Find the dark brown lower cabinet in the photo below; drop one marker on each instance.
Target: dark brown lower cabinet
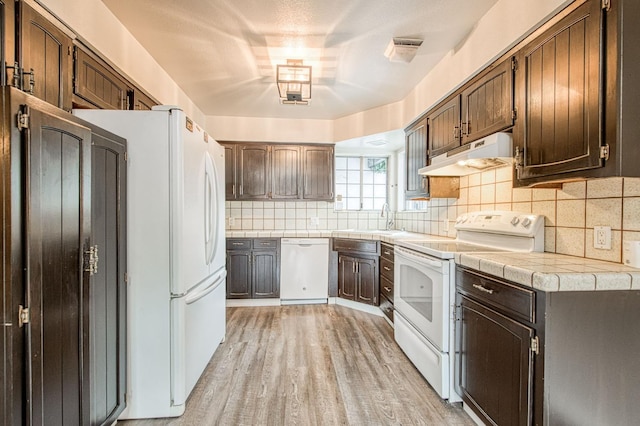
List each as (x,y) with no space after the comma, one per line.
(358,278)
(253,268)
(49,260)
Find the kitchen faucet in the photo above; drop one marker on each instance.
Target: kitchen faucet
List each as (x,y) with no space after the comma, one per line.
(389,218)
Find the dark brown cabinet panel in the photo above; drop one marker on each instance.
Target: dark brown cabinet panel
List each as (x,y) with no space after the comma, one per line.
(444,127)
(45,58)
(253,172)
(487,104)
(416,186)
(559,78)
(318,170)
(57,236)
(285,172)
(97,84)
(238,274)
(140,101)
(106,292)
(253,268)
(495,364)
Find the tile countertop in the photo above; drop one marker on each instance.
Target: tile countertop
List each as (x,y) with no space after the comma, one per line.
(554,272)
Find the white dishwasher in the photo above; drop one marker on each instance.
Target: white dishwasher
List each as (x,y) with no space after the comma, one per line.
(304,270)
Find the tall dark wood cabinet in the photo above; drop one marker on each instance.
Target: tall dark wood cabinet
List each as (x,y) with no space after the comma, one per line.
(559,79)
(63,266)
(416,186)
(105,294)
(94,82)
(45,58)
(317,170)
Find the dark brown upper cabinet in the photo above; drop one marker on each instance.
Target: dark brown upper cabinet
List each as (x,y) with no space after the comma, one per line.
(256,171)
(285,178)
(141,102)
(317,172)
(487,102)
(45,58)
(96,83)
(416,186)
(559,80)
(444,127)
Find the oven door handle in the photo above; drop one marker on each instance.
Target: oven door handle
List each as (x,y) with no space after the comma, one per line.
(419,258)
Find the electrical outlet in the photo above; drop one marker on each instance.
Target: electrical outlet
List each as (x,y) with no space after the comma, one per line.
(602,237)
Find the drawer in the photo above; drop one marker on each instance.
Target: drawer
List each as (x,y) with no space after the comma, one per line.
(386,306)
(508,298)
(362,246)
(386,288)
(265,243)
(386,251)
(386,268)
(239,244)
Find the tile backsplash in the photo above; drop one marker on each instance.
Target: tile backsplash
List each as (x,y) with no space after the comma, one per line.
(571,212)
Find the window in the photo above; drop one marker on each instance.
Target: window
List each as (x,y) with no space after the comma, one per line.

Task requirements – All of the material above should be set down again exactly, though not its pictures.

Output –
Find the dark brown lower cabinet in the photo below; drop one marker on each instance.
Target: dark brown lower cabinet
List each as (x,y) with no space after the comma, one per line.
(358,278)
(253,268)
(49,260)
Find the kitchen faucet in the photo above; drop one marker on each instance.
Target: kitchen faucet
List each as (x,y) with no space after the comma, one per line.
(389,218)
Find the dark brown cabinet panel in the photo above; drop one marker on each instance.
Target: dark brown cabinet panel
List each as (x,y) with no space after the comma, one per line.
(444,127)
(45,58)
(253,172)
(487,104)
(416,186)
(559,78)
(318,170)
(57,236)
(285,172)
(97,84)
(238,274)
(140,101)
(106,292)
(253,268)
(495,364)
Find the tile countertop in the photo above; drop one marker on each instance.
Target: tile countertop
List each as (x,y) with no space after the comma, one per line.
(554,272)
Find the white dishwasher in the photo above; drop one marker on each instance.
Target: white dishwasher
List each as (x,y) with no space after the comma, one per line.
(304,270)
Find the tall dark wood cabinet in the photo above; drop one marker on each instance.
Target: tall dark wood cabinet
List each as (x,y) with no space after the comma, one per line.
(559,79)
(63,266)
(416,186)
(105,294)
(94,82)
(45,58)
(317,170)
Find the dark brown upper cabinet in the photo above; drop one marker on each instance.
Target: dark brown upper cabinet
List each as (x,y) with no space after the comma, one per line.
(256,171)
(285,178)
(141,102)
(317,172)
(487,102)
(45,58)
(96,83)
(416,186)
(559,80)
(444,127)
Find the oven door handle in the photo above; drop one marker on each instance.
Target: oven door handle
List each as (x,y) with no space after the comma, one per line.
(419,258)
Find the electrical outlet in the photo above; drop one marker on each instance.
Target: electrical outlet
List each as (x,y) with no space after the comma, one per line.
(602,237)
Find the drawer in the photo above; drop one marker on each instance.
Target: drawer
List each as (x,y) with no space after the comma, one per line.
(386,306)
(508,298)
(362,246)
(386,288)
(265,243)
(386,251)
(386,268)
(239,244)
Find the tile backsplash in the photo above; drop one marker on each instance.
Target: tile backsplash
List each as (x,y) with no space after the comma, one per line.
(571,212)
Find the window in the photo above; drop one marker on each instance.
Target: window
List each as (x,y) with no space after the comma, one per line.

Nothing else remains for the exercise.